RECORD EXCERPTS:

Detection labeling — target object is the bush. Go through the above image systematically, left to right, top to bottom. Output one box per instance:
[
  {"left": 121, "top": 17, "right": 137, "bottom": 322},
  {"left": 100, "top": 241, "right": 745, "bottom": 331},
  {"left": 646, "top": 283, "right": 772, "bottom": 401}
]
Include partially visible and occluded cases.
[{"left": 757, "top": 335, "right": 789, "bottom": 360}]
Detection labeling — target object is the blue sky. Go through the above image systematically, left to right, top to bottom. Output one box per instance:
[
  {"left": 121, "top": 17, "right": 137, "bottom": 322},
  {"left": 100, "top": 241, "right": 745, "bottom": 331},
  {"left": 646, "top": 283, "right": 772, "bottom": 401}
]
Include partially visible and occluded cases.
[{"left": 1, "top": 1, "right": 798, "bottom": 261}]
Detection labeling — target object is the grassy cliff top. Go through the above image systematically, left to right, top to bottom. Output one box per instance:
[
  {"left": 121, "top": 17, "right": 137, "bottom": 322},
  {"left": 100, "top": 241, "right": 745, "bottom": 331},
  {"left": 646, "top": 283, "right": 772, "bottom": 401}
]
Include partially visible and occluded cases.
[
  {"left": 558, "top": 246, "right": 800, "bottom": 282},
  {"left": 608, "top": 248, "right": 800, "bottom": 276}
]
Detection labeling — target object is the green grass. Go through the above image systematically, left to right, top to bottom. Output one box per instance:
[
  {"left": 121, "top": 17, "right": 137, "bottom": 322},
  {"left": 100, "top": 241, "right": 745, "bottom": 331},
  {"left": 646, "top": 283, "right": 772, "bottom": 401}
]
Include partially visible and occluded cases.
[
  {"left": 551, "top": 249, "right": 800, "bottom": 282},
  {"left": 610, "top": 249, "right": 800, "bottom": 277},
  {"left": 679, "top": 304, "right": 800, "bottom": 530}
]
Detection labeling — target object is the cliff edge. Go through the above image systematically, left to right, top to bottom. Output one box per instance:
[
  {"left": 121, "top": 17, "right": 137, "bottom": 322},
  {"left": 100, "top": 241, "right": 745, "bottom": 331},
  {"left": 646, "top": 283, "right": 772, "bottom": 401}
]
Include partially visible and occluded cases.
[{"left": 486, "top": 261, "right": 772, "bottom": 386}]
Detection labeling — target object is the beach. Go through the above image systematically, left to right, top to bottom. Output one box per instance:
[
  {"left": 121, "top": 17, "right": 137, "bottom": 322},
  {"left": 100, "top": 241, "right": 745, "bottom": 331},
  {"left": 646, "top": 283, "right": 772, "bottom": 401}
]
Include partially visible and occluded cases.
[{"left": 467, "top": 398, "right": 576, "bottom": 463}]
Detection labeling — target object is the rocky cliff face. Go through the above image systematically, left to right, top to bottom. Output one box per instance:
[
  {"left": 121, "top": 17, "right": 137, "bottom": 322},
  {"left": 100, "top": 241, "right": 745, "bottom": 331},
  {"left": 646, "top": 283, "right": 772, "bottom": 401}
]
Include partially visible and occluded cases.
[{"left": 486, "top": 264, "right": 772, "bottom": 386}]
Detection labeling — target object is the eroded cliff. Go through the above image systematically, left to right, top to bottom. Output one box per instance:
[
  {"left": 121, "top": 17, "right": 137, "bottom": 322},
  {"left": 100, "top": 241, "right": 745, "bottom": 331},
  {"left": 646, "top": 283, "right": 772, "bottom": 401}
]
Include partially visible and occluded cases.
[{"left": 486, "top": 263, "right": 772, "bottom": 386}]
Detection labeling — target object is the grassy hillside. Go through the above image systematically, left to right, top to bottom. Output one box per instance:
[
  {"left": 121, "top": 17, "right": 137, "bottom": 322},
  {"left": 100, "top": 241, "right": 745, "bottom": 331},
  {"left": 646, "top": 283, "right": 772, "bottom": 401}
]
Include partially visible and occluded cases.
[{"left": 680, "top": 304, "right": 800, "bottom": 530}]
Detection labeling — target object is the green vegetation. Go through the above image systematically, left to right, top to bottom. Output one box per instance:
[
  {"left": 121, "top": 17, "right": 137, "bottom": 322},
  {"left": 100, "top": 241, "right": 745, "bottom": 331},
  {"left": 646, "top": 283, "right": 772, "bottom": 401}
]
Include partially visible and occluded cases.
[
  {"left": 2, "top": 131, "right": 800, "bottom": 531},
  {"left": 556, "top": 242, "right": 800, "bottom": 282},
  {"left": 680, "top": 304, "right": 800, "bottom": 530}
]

GOAL OF THE EXERCISE: Pull each line containing the word "grassy" out of the data above.

EXPECTED OUTPUT:
Detection labeling — target object is the grassy cliff top. Go through the above image systematically, left to right, top to bottom. Output one box per instance:
Detection labeling — target object is the grassy hillside. Go through the above image systematically, left to right, top to bottom. Output one box per instance:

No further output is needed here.